• _Task details_
Output an exact reproduction of the data.

— BEGIN The data —

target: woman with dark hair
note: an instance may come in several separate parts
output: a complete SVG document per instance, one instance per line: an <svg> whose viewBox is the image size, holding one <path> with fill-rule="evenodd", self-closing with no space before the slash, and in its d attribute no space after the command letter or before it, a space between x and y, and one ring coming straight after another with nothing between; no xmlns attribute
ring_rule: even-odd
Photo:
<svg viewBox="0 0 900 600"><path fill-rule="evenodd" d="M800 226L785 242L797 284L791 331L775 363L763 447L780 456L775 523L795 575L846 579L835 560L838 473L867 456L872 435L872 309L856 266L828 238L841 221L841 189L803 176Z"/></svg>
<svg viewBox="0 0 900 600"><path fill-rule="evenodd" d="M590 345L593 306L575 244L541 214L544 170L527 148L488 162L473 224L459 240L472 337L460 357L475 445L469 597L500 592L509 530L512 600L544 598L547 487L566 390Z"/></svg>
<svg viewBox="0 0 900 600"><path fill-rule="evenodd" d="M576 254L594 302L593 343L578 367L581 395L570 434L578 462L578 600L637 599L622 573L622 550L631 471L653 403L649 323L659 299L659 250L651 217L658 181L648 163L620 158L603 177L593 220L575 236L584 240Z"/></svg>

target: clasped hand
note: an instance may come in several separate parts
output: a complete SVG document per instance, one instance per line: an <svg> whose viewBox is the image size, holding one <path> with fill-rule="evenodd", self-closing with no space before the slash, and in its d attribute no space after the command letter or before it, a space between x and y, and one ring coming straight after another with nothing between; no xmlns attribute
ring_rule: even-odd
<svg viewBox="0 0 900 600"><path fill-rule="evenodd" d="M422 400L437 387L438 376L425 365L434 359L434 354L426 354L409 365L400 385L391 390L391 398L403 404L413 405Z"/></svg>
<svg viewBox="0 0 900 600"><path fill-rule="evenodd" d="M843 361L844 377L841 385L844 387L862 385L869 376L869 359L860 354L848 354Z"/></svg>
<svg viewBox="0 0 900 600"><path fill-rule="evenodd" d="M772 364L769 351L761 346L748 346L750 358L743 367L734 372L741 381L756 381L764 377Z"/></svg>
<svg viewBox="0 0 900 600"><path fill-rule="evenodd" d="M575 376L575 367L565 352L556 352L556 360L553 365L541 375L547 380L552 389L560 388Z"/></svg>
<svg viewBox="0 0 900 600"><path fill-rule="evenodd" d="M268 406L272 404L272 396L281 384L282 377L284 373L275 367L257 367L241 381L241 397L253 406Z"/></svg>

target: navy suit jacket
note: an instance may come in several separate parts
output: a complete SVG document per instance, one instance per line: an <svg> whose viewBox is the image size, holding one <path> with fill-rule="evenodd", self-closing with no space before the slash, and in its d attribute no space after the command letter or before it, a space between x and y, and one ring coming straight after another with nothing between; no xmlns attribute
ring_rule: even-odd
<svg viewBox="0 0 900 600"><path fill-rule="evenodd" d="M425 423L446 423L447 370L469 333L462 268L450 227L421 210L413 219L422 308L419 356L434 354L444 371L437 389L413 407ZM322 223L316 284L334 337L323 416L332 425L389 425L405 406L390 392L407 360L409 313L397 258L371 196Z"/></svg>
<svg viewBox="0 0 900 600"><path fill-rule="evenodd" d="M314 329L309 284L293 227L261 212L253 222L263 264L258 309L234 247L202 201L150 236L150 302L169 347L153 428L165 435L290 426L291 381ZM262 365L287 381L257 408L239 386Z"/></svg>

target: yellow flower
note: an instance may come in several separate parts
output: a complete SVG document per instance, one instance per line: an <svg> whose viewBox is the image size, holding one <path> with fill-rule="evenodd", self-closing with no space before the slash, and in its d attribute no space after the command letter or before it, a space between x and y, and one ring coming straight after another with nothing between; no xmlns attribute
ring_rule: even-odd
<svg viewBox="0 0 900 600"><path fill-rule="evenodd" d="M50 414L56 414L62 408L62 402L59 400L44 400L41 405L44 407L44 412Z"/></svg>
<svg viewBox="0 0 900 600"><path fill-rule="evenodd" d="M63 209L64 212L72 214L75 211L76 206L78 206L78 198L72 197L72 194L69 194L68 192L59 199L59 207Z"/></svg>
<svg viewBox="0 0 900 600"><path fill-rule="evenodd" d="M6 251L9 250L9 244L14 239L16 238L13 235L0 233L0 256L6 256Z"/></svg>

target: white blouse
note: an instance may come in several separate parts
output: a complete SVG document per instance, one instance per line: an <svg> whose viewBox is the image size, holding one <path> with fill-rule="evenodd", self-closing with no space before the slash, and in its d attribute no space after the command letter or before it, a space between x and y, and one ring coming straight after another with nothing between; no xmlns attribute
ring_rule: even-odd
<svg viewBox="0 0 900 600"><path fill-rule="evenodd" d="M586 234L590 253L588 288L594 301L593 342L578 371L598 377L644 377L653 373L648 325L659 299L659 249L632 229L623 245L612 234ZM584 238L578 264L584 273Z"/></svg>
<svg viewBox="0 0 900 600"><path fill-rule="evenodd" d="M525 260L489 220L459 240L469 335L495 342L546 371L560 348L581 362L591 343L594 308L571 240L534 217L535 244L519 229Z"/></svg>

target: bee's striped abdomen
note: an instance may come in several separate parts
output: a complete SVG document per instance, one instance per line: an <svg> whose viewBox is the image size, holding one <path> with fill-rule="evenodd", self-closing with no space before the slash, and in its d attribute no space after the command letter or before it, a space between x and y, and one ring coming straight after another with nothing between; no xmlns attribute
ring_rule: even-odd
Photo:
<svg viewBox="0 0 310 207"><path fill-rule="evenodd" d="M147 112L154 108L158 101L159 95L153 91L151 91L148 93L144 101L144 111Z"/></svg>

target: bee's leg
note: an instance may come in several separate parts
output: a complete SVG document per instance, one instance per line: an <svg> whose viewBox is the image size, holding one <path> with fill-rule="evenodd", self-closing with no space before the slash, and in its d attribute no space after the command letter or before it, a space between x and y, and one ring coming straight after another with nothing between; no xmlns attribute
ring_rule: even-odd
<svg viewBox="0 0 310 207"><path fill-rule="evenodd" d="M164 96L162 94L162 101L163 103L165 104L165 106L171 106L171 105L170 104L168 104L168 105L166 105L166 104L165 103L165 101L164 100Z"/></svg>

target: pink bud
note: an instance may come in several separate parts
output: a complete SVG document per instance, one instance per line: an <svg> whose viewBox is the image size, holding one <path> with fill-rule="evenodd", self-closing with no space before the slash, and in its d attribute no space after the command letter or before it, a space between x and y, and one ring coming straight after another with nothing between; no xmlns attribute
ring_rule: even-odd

— END The data —

• _Worked answer_
target: woman with dark hair
note: an instance may come in several separate parts
output: a complete SVG document per instance, one instance per line: an <svg> whose viewBox is the image size, holding one <path> with fill-rule="evenodd", self-closing with no space before the slash, and in its d attribute no space after the command letter or before it, a space between x and y, and one ring coming straight after another with nothing between; no xmlns attribute
ring_rule: even-odd
Photo:
<svg viewBox="0 0 900 600"><path fill-rule="evenodd" d="M800 226L785 242L797 284L791 331L775 363L763 447L780 456L775 523L795 575L846 579L835 560L838 473L867 456L872 435L872 309L856 266L828 238L841 221L841 189L803 176Z"/></svg>
<svg viewBox="0 0 900 600"><path fill-rule="evenodd" d="M590 345L593 306L575 244L541 214L544 170L527 148L488 162L473 224L459 240L472 337L460 357L475 445L469 597L500 592L509 530L512 600L544 598L547 487L566 390Z"/></svg>
<svg viewBox="0 0 900 600"><path fill-rule="evenodd" d="M576 254L594 302L593 343L578 367L581 395L570 434L578 462L578 600L637 599L622 573L622 550L631 471L653 403L649 323L659 299L659 250L651 217L658 181L648 163L620 158L603 177L593 220L575 236L584 240Z"/></svg>

target: clasped hand
note: an instance may come in several separate parts
output: a complete SVG document per instance, one instance per line: an <svg> whose viewBox is the image size, holding one <path> with fill-rule="evenodd", self-closing with no space before the slash, and in its d attribute no space after the command letter or before it, a space between x and y, and one ring coming straight after another with nothing between; no xmlns attribute
ring_rule: even-odd
<svg viewBox="0 0 900 600"><path fill-rule="evenodd" d="M422 400L437 387L438 376L425 365L434 359L434 354L426 354L409 365L400 385L391 390L391 398L403 404L413 405Z"/></svg>
<svg viewBox="0 0 900 600"><path fill-rule="evenodd" d="M843 361L844 377L841 385L844 387L862 385L869 376L869 359L860 354L848 354Z"/></svg>
<svg viewBox="0 0 900 600"><path fill-rule="evenodd" d="M772 364L769 351L761 346L748 346L750 358L743 367L734 372L741 381L756 381L764 377Z"/></svg>
<svg viewBox="0 0 900 600"><path fill-rule="evenodd" d="M575 376L575 367L565 352L556 352L556 360L553 365L541 375L547 380L552 389L560 388Z"/></svg>
<svg viewBox="0 0 900 600"><path fill-rule="evenodd" d="M268 406L272 404L272 396L281 384L282 377L284 373L275 367L257 367L241 381L241 397L253 406Z"/></svg>

target: navy suit jacket
note: an instance may come in several separate parts
output: a complete SVG document per instance, one instance per line: an <svg> whose viewBox is the image size, holding one <path> with fill-rule="evenodd", self-closing with no space before the slash, and in its d attribute no space after the command letter or before it, a space between x and y, and one ring coming straight after another with nothing between; no xmlns attribute
ring_rule: even-odd
<svg viewBox="0 0 900 600"><path fill-rule="evenodd" d="M425 423L446 423L447 370L469 333L462 268L450 227L421 210L413 219L422 308L419 356L434 354L444 371L437 389L413 407ZM322 223L316 284L334 337L323 416L332 425L389 425L405 406L390 392L407 360L409 313L397 258L371 196Z"/></svg>
<svg viewBox="0 0 900 600"><path fill-rule="evenodd" d="M314 329L309 284L293 227L261 212L253 222L263 264L258 309L234 247L202 201L150 236L150 302L169 347L153 428L165 435L290 426L291 381ZM262 365L287 381L257 408L239 386Z"/></svg>

target: yellow flower
note: an instance may come in several separate parts
output: a complete SVG document per instance, one instance per line: an <svg> whose viewBox is the image size, holding one <path> with fill-rule="evenodd", self-closing with no space before the slash, and in its d attribute no space after the command letter or before it, a space between x and y, and one ring coming straight after another with nothing between; no xmlns attribute
ring_rule: even-odd
<svg viewBox="0 0 900 600"><path fill-rule="evenodd" d="M50 414L56 414L62 408L62 402L59 400L44 400L41 405L44 407L44 412Z"/></svg>
<svg viewBox="0 0 900 600"><path fill-rule="evenodd" d="M63 209L64 212L72 214L75 211L76 206L78 206L78 198L72 197L72 194L69 194L68 192L59 199L59 207Z"/></svg>
<svg viewBox="0 0 900 600"><path fill-rule="evenodd" d="M6 251L9 250L9 244L14 239L16 238L13 235L0 233L0 256L6 256Z"/></svg>

target: white blouse
note: an instance may come in several separate parts
output: a complete SVG document per instance, one instance per line: an <svg> whose viewBox is the image size, holding one <path> with fill-rule="evenodd", self-closing with no space before the slash, and in its d attribute no space after the command letter or before it, a space between x and y, and one ring coming straight after another with nothing between; no xmlns attribute
ring_rule: even-odd
<svg viewBox="0 0 900 600"><path fill-rule="evenodd" d="M586 234L590 253L588 288L594 301L593 342L578 371L598 377L644 377L653 373L648 325L659 299L659 249L632 229L623 245L612 234ZM584 238L578 264L584 273Z"/></svg>
<svg viewBox="0 0 900 600"><path fill-rule="evenodd" d="M525 260L489 220L459 240L469 335L495 342L546 371L560 348L581 362L591 343L594 308L571 240L534 217L535 244L519 229Z"/></svg>

target: bee's striped abdomen
note: an instance may come in several separate parts
output: a complete SVG document per instance, one instance per line: an <svg> whose viewBox is the image size, holding one <path> with fill-rule="evenodd", self-closing with no space before the slash, and in its d attribute no space after the command letter or before it, a space between x and y, and one ring coming straight after another with nothing between; no xmlns attribute
ring_rule: even-odd
Photo:
<svg viewBox="0 0 310 207"><path fill-rule="evenodd" d="M147 112L154 108L158 101L159 95L153 91L151 91L148 93L144 101L144 111Z"/></svg>

target: bee's leg
note: an instance may come in several separate parts
output: a complete SVG document per instance, one instance per line: an <svg> whose viewBox is the image size, holding one <path> with fill-rule="evenodd", self-closing with no space before the slash, and in its d attribute no space after the command letter or before it, a space between x and y, and one ring coming straight after another with nothing between; no xmlns attribute
ring_rule: even-odd
<svg viewBox="0 0 310 207"><path fill-rule="evenodd" d="M164 96L162 94L162 101L163 103L165 104L165 106L171 106L171 105L170 104L168 104L168 105L166 105L166 104L165 103L165 101L164 100Z"/></svg>

target: pink bud
note: an instance may come in several separate parts
output: a complete SVG document per instance, one instance per line: an <svg> whose viewBox is the image size, holding one <path> with fill-rule="evenodd", self-closing with no space before the slash, and in its d attribute no space after the command letter or before it, a space between x and y, and one ring coming straight after another with nothing between; no xmlns attribute
ring_rule: even-odd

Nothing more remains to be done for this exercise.